**What the task asks:** Please decide whether each statement below agrees with the essay on visiting the hall of nightmares. Answer yes or no for each, quoting the deciding words of the essay. 1. The author often brought the boys along on pastoral visits to the nursing home. 2. The author saw obvious signs of abuse at the unnamed facility. 3. The essay names the facility.

**Source document:**
◆ ◆ ◆
Visiting the Hall of Nightmares
I don’t think being raised as preacher’s kids has been all that rough on my boys, but I am sure they would tell a very different story. I am sure it would be one worth listening to very carefully. They were conscripted into doing a few things that normal kids did not have to do. When I needed to make pastoral visits at the nursing home, I often coerced them into going with me. Older people confined to care facilities love small children, and I knew it was not going to hurt mine to join me on such excursions. I did not realize at the time that I was actually doing myself potential harm!
Occasionally, we visited a facility that will remain unnamed to protect the guilty. It was awful. A putrid odor permeated every nook and cranny of that forsaken building. I would not be able to sleep at night if I knew my loved one was living in that dump. I did not see any obvious signs of abuse, but I strongly suspected some of the employees were frequent flyers in the judicial system. Unfortunately, my boys are keen observers. They continue to use the childhood experience of visiting this hall of nightmares against me.
◆ ◆ ◆
**Supplied data:**

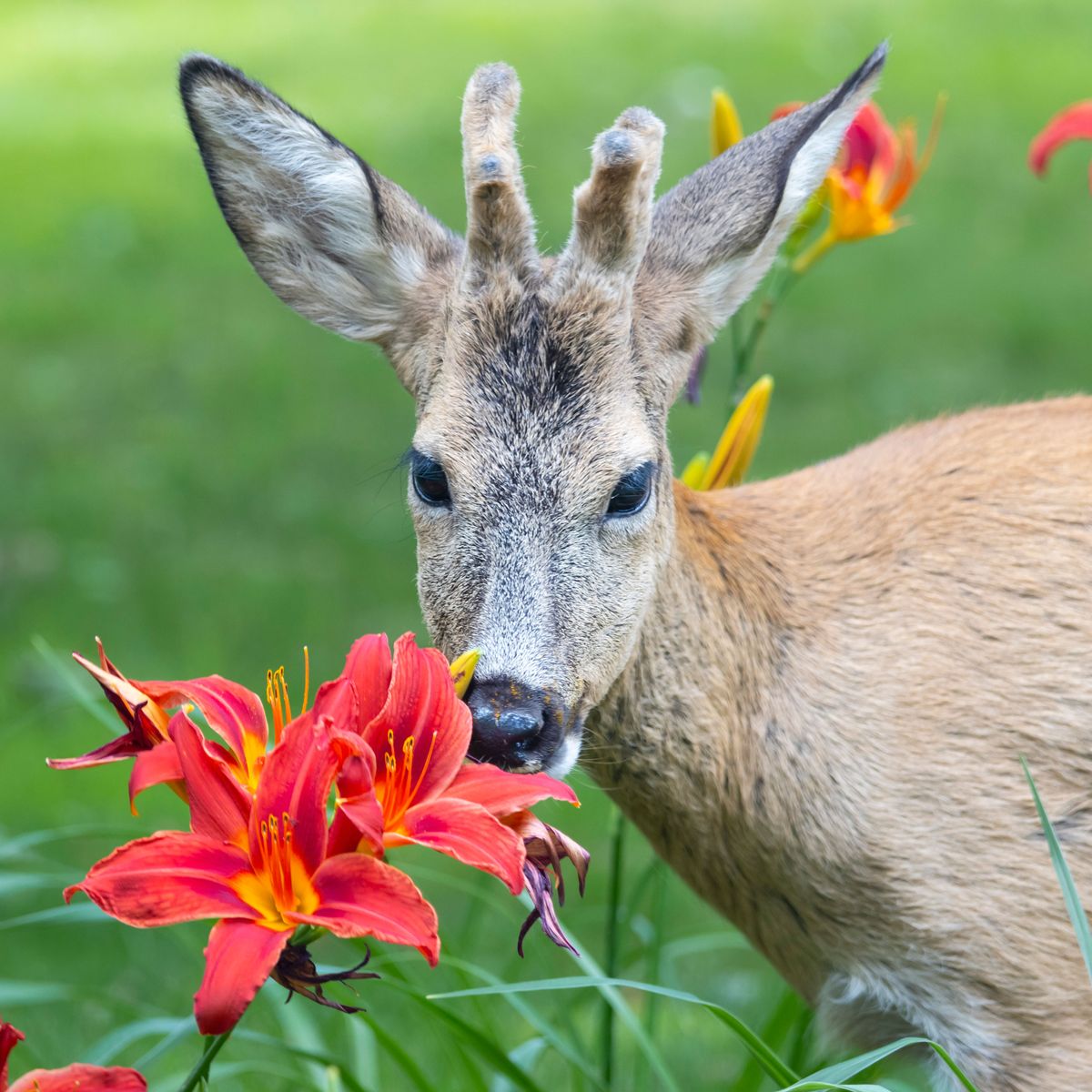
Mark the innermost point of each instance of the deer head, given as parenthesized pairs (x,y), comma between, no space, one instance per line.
◆ ◆ ◆
**Task answer:**
1. Yes: "I often coerced them into going with me."
2. No: "I did not see any obvious signs of abuse"
3. No: "a facility that will remain unnamed to protect the guilty."